§ **TASK DESCRIPTION**
Write out the data below again, swapping "bird's eye" for "bird's beak" everywhere it occurs and keeping everything else the same. Leave out the pictures.

§ **GIVEN INFORMATION**
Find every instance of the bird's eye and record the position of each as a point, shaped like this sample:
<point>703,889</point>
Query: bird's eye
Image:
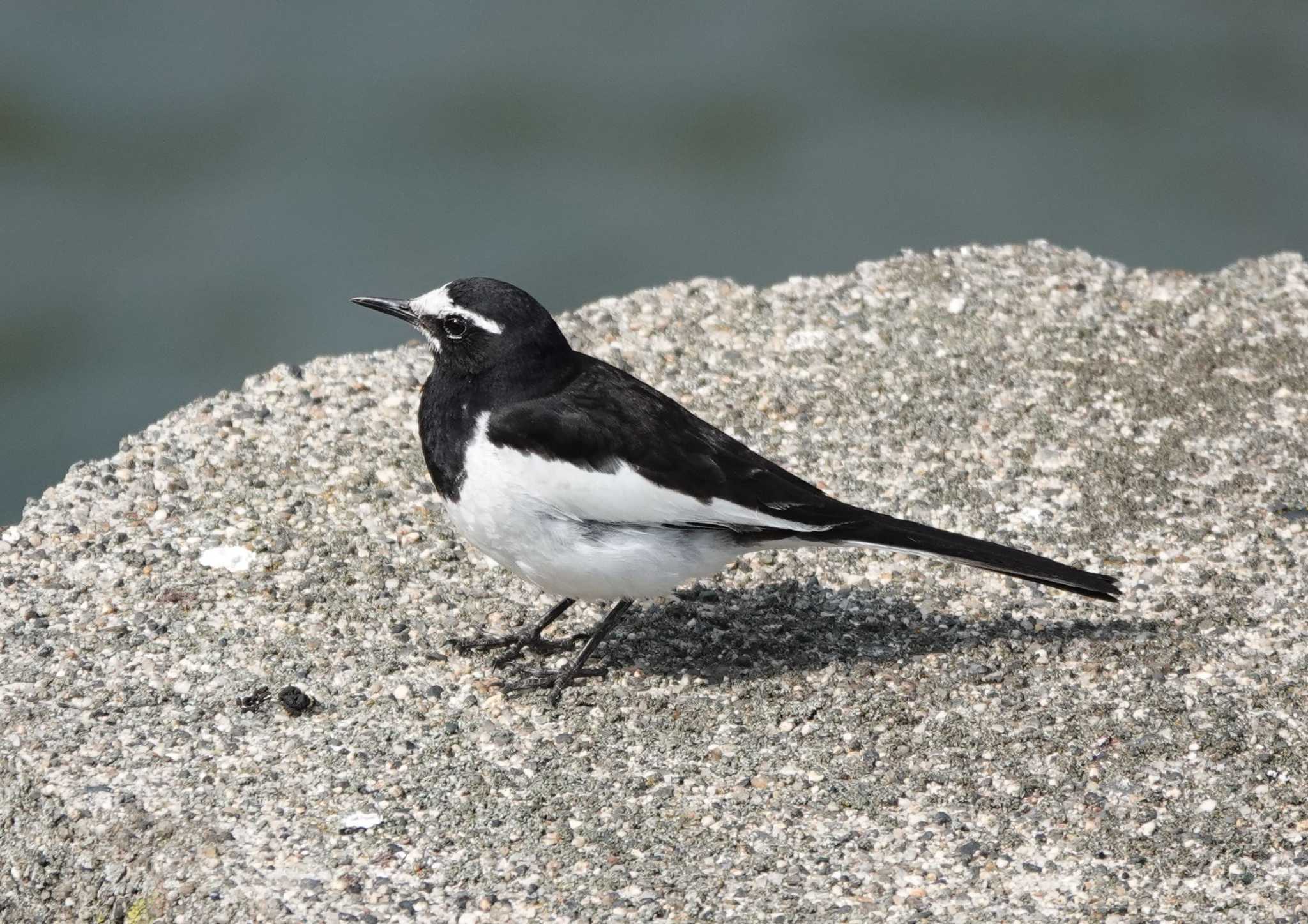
<point>454,327</point>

§ **OUTPUT**
Find every instance of the bird's beak and record the position of each as a point, shaped like this sample:
<point>703,889</point>
Query: bird's beak
Image:
<point>454,327</point>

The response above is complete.